--- RECORDS FOR THIS EXERCISE Enclosed Below ---

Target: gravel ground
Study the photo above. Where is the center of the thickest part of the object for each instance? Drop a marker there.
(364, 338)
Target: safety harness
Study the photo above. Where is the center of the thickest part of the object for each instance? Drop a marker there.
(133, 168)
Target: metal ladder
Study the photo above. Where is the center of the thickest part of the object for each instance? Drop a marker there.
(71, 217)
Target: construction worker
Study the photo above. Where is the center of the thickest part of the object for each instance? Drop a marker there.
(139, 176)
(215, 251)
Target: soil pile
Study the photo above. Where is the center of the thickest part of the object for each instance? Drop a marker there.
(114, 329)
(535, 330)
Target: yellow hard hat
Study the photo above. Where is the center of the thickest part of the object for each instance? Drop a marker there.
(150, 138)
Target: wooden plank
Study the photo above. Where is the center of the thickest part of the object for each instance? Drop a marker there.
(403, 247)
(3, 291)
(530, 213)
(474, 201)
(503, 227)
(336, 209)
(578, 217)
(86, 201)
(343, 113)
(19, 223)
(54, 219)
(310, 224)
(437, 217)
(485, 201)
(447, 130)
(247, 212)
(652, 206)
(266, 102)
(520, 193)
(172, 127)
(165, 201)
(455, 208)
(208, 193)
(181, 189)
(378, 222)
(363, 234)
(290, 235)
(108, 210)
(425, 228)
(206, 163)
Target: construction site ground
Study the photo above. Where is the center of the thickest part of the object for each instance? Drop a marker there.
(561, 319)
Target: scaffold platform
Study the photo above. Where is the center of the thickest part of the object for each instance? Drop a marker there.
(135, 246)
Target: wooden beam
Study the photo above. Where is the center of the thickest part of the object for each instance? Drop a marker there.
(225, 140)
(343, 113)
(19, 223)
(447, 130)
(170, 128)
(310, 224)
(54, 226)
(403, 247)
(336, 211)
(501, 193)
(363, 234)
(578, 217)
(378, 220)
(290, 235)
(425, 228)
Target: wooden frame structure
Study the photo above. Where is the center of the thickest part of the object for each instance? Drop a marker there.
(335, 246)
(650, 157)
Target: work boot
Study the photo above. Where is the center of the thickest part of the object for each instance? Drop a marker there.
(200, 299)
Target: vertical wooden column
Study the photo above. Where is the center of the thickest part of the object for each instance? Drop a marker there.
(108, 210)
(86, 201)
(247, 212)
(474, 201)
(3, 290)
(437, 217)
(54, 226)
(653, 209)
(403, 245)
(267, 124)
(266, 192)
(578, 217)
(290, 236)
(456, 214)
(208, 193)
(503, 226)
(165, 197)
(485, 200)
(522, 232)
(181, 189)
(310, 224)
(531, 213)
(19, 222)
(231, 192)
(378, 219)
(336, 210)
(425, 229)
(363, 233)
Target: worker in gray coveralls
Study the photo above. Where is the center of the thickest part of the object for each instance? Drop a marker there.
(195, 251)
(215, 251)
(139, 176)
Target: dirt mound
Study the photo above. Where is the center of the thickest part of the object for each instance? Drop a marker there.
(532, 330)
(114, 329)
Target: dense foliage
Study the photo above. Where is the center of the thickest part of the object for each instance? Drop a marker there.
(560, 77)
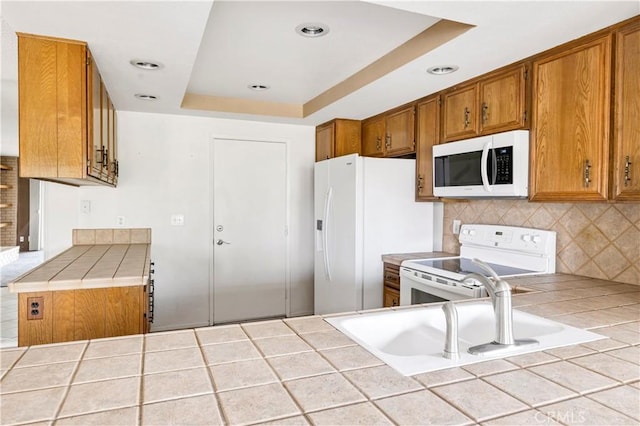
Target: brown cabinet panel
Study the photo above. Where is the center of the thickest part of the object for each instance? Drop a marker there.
(124, 311)
(373, 137)
(427, 135)
(400, 132)
(72, 109)
(90, 313)
(570, 135)
(459, 113)
(61, 132)
(338, 137)
(38, 114)
(626, 127)
(63, 316)
(35, 331)
(391, 286)
(502, 101)
(324, 142)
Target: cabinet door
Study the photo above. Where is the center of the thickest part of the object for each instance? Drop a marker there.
(459, 114)
(428, 129)
(348, 137)
(400, 133)
(111, 143)
(502, 101)
(626, 130)
(570, 136)
(324, 142)
(94, 142)
(104, 114)
(373, 137)
(38, 108)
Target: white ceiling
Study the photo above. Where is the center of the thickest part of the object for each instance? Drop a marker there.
(217, 48)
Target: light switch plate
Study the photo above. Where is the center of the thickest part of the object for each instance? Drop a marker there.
(177, 220)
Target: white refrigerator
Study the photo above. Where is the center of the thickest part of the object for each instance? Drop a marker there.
(365, 207)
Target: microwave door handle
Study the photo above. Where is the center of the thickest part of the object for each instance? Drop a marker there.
(483, 166)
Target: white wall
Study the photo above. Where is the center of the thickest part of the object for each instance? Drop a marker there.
(164, 169)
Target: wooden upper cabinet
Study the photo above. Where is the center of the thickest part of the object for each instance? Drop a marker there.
(337, 137)
(494, 103)
(626, 127)
(570, 130)
(373, 137)
(391, 134)
(400, 132)
(58, 111)
(427, 135)
(503, 101)
(459, 113)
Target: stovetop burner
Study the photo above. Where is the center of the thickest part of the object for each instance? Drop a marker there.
(463, 266)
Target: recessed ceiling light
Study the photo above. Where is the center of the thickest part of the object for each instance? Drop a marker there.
(145, 65)
(442, 69)
(312, 29)
(258, 87)
(144, 97)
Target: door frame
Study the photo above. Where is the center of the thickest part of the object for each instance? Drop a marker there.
(210, 227)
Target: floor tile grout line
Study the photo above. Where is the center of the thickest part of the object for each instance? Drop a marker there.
(223, 415)
(70, 383)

--- End of Enclosed RECORDS FOR THIS EXERCISE ---

**TASK DESCRIPTION**
Return all records exactly; no pictures.

**ANSWER BOX**
Target: gravel ground
Study the photo above. Where is the center of the thickest part of the object for each instance? Drop a marker there.
(364, 338)
Target: safety harness
Study the photo above. Where is the center of the thickest part of the object for each instance? Drop a marker there.
(133, 168)
Target: metal ladder
Study the photo above. Where is the center of the thickest part of the object for each instance? Drop a marker there.
(71, 217)
Target: construction worker
Study the photo above. Where is the center of the thickest part of the object for each instance? Drop a marker there.
(139, 176)
(215, 251)
Target: soil pile
Study the photo above. Where is the center of the thickest part of the object for each instance? Drop a marker there.
(114, 329)
(535, 330)
Target: yellow hard hat
Study the photo above. Where is the center of the thickest part of the object for each instance? Drop a marker there.
(150, 138)
Target: wooden plank
Study the photo above. Where is the center of the thickest part of the object for each instance? Drop a marker there.
(403, 247)
(3, 291)
(530, 213)
(474, 201)
(503, 227)
(336, 209)
(578, 217)
(86, 201)
(343, 113)
(19, 223)
(54, 219)
(310, 224)
(437, 217)
(485, 201)
(447, 130)
(247, 212)
(652, 206)
(266, 102)
(520, 193)
(172, 127)
(165, 201)
(455, 208)
(208, 193)
(181, 189)
(378, 222)
(363, 234)
(290, 235)
(108, 210)
(425, 228)
(206, 163)
Target: construction site ground
Study the photo above. Where is the center of the thickest part of the object for each instance? Drop a marker there.
(561, 319)
Target: scaffold platform
Study the photo above. Where is the center of the thickest part of the object for each instance? Drop a marker there.
(135, 246)
Target: wooden beam
Study the photo above. Where is the center of the thickest part of the object for each instance? Drop a marker there.
(225, 140)
(343, 113)
(19, 223)
(447, 130)
(170, 128)
(310, 224)
(54, 226)
(403, 247)
(336, 211)
(501, 193)
(363, 234)
(578, 217)
(378, 220)
(290, 235)
(425, 228)
Target: wooden frame structure
Study the photo above. Where is the center of the thickest part of the object for each instance? Drop a marker there.
(335, 246)
(650, 157)
Target: work boot
Study the photo above. Where is the center of the thickest part of the object for each instance? Drop a marker there.
(200, 299)
Target: vertical wooden column
Study the photo above. Where is the center of the thickest part of the object for each instance? Drop a marker there.
(108, 210)
(86, 201)
(247, 212)
(474, 201)
(3, 290)
(437, 217)
(54, 226)
(653, 209)
(403, 245)
(267, 124)
(266, 192)
(578, 217)
(290, 236)
(456, 214)
(208, 193)
(503, 226)
(165, 197)
(485, 200)
(522, 232)
(181, 189)
(310, 224)
(531, 213)
(19, 222)
(231, 192)
(378, 219)
(336, 210)
(425, 229)
(363, 233)
Target: worker in gray coveralls
Study the photo above. Where is the center of the thickest part of the object for each instance? Drop a marker there.
(195, 251)
(215, 251)
(139, 176)
Target: dirt mound
Study the photo above. Where is the center of the thickest part of the object for each instance? Drop a marker there.
(532, 330)
(114, 329)
Target: dense foliage
Study the photo above. Where is the center of the thickest part of the object for each instance? Drop a marker there.
(560, 77)
Target: brown cabinet panel
Study the photo above. Where is the center of the thickest part of the object for each instance? Drop a marker there.
(124, 311)
(373, 137)
(427, 135)
(400, 132)
(72, 109)
(90, 313)
(570, 135)
(459, 113)
(61, 132)
(338, 137)
(38, 114)
(626, 127)
(63, 316)
(35, 331)
(391, 286)
(502, 101)
(324, 142)
Target: cabinet door
Study the photo above. Where is the center of the thickest part of the object for each instance? Drop a marker there.
(459, 114)
(428, 129)
(348, 137)
(400, 133)
(111, 143)
(502, 101)
(626, 130)
(570, 136)
(324, 142)
(94, 142)
(104, 114)
(373, 137)
(38, 108)
Target: white ceiling
Study the photo above. Where is the center of the thickest part of the object for each instance? Drop a marker there.
(217, 48)
Target: light switch plate
Study the photo above. Where is the center of the thickest part of the object for each instance? Drop a marker there.
(177, 220)
Target: white refrigerator
Study the photo above. Where is the center of the thickest part of the object for each instance? Drop a marker there.
(365, 207)
Target: microwave door handle
Study the photo above. Where is the center of the thickest part of the object for each instance? Drop a marker there.
(483, 166)
Target: white wall
Study the photo above. Where is the center of the thickest part of the object for each instance? Drop a marker there.
(164, 169)
Target: wooden upper cabinet
Study the photo above. Where is the center of the thickest part of the object for each instance? Drop a marker there.
(337, 137)
(494, 103)
(626, 127)
(570, 130)
(373, 137)
(391, 134)
(400, 132)
(58, 111)
(427, 135)
(503, 101)
(459, 113)
Target: stovetop burner
Study the photo above. Where is the center of the thickest part of the object for each instance? Drop a marker there.
(463, 266)
Target: recessed ceiling light
Study the photo above. Where is the center of the thickest part of the object for each instance? Drop a marker there.
(145, 65)
(442, 69)
(312, 29)
(258, 87)
(144, 97)
Target: door frame
Study the photo above. Where is the center of the thickest part of the object for each instance? Drop a marker there.
(210, 227)
Target: floor tile grout line
Study the photo above. Where is the center of the thickest part of the object for each instance? Drop a marker there.
(223, 415)
(70, 383)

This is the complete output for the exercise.